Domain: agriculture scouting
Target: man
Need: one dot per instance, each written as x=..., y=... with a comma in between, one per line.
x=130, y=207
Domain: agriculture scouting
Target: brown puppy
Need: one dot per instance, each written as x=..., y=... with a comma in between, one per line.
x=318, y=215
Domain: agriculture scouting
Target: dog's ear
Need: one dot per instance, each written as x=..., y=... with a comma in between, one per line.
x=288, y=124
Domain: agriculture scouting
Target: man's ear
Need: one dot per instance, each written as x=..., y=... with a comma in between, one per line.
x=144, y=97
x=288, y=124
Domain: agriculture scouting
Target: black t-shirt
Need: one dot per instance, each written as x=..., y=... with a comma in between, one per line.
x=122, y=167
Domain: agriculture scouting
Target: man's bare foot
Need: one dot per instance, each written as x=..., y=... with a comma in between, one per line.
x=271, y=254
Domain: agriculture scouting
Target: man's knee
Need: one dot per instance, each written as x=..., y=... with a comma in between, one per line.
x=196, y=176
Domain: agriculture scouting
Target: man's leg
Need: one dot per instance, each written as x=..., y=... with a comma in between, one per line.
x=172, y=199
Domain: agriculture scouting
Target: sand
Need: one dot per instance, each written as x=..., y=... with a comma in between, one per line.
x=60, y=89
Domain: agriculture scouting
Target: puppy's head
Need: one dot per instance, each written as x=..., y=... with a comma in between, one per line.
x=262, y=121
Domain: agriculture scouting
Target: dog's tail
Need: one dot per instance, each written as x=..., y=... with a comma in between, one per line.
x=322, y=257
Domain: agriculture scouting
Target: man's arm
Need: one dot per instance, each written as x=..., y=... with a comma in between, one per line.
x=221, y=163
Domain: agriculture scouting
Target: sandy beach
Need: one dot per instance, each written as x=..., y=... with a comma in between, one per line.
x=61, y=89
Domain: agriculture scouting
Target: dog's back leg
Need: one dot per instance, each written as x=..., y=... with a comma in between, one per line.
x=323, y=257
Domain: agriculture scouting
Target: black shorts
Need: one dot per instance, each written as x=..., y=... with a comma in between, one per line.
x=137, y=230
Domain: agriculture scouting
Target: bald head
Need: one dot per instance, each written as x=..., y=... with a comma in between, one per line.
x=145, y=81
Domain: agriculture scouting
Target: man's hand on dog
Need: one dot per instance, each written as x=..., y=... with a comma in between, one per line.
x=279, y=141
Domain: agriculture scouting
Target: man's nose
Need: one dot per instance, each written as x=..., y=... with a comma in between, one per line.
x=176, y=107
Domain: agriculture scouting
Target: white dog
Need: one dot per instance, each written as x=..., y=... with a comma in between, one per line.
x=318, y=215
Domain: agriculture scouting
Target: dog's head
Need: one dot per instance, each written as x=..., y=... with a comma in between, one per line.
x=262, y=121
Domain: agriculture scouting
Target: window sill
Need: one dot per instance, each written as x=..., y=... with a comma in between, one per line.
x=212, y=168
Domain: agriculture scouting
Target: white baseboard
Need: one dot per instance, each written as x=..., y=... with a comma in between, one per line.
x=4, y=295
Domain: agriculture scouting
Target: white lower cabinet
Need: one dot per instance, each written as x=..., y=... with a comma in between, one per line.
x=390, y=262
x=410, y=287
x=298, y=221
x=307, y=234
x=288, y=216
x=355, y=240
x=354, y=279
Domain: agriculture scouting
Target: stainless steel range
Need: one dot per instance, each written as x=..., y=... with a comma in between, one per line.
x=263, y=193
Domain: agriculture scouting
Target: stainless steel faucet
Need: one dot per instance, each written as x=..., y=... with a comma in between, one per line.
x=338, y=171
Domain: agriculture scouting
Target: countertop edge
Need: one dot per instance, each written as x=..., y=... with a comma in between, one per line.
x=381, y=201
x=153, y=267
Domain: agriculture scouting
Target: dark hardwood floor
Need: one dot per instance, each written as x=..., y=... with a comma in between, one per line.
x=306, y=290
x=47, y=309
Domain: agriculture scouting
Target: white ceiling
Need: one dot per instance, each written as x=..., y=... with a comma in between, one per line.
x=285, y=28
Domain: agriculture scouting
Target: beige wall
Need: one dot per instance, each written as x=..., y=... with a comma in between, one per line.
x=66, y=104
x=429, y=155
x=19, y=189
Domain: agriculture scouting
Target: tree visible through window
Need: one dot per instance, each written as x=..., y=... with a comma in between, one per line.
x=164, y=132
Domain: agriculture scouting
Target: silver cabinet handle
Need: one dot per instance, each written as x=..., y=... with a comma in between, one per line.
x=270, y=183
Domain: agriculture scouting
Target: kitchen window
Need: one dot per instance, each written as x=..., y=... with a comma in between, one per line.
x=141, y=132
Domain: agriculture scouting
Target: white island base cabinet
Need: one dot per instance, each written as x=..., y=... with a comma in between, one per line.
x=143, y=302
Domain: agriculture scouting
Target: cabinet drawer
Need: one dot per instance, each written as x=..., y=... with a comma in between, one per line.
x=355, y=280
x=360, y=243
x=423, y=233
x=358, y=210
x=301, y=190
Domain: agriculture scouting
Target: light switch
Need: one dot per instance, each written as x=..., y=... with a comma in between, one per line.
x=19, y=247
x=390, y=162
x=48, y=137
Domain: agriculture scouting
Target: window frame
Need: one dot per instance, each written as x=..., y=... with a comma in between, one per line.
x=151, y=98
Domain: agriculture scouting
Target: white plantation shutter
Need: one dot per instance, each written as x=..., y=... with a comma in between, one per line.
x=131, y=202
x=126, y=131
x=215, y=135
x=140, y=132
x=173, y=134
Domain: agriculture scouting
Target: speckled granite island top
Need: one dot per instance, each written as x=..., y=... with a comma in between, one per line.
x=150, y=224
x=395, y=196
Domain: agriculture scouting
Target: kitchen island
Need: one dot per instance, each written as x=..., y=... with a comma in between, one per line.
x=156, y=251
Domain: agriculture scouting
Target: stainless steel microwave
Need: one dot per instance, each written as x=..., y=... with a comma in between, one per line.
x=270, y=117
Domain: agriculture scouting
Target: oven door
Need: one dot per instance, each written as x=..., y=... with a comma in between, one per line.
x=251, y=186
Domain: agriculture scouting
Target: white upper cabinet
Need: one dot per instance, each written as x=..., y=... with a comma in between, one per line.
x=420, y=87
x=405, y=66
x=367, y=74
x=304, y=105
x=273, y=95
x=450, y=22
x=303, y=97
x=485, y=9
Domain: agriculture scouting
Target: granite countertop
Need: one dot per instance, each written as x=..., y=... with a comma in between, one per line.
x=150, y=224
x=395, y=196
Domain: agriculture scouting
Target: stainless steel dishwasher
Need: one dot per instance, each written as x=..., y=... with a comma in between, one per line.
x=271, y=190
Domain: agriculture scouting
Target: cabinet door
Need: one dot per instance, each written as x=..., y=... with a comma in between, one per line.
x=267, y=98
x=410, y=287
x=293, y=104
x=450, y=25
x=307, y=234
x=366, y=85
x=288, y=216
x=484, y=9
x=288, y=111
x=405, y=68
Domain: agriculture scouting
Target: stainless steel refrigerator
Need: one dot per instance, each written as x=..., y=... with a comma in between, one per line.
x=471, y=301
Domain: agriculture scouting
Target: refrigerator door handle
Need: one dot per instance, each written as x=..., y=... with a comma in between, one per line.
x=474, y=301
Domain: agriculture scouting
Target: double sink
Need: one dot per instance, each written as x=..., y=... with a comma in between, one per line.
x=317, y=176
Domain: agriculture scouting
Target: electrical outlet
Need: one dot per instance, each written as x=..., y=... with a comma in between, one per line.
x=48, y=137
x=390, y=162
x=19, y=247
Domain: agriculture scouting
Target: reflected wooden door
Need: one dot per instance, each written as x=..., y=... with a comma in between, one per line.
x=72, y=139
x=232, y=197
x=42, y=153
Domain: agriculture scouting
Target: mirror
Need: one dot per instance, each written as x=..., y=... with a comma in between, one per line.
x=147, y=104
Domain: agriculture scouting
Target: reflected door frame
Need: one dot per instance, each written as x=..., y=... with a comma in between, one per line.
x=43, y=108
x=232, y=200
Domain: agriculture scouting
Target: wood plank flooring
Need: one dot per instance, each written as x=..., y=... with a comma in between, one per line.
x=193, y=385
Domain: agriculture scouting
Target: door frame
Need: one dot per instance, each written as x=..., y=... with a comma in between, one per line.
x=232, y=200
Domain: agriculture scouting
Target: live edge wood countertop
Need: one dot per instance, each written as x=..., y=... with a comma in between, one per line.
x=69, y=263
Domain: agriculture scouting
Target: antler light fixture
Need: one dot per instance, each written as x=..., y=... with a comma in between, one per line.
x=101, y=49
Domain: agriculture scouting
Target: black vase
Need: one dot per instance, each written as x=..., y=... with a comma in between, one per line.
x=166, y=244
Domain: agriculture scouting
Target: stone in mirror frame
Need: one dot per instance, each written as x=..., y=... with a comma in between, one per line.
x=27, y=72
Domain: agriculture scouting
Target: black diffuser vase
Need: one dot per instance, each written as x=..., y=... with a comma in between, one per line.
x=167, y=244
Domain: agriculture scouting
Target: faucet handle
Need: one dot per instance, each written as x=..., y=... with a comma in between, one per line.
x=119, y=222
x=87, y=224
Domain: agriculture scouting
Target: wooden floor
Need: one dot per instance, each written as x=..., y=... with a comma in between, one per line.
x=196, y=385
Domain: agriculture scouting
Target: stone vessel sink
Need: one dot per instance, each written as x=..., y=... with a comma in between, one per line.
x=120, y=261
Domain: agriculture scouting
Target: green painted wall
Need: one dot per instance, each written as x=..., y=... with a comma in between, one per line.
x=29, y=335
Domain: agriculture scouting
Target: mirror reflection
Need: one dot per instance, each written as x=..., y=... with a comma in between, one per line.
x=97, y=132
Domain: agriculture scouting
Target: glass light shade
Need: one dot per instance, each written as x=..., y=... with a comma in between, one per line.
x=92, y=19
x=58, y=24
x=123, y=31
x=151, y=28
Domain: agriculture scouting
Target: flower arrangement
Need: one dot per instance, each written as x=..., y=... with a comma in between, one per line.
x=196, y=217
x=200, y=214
====================
Task statement
Write out the items above word for word, starting from the very first line and stopping after the line that has "x=196, y=176".

Output for this task
Domain: agriculture scouting
Target: man
Need: one dot per instance, each written as x=..., y=... with a comma in between, one per line.
x=130, y=207
Domain: agriculture scouting
Target: brown puppy
Need: one dot per instance, each written as x=..., y=... with a comma in between, one per line.
x=318, y=215
Domain: agriculture scouting
Target: dog's ear
Need: one dot per instance, each written as x=..., y=... with a comma in between, one per line.
x=288, y=124
Domain: agriculture scouting
Target: man's ear
Need: one dot per instance, each written as x=..., y=... with a comma in between, one per line.
x=144, y=97
x=288, y=124
Domain: agriculture scouting
Target: black t-shirt
Need: one dot per instance, each written as x=..., y=... with a comma in between, one per line.
x=122, y=167
Domain: agriculture scouting
Target: man's bare foot
Need: one dot per instance, each written as x=..., y=... with a comma in between, one per line.
x=271, y=254
Domain: agriculture scouting
Target: man's knee
Need: one dot per instance, each written as x=..., y=... with a comma in between, one per line.
x=196, y=176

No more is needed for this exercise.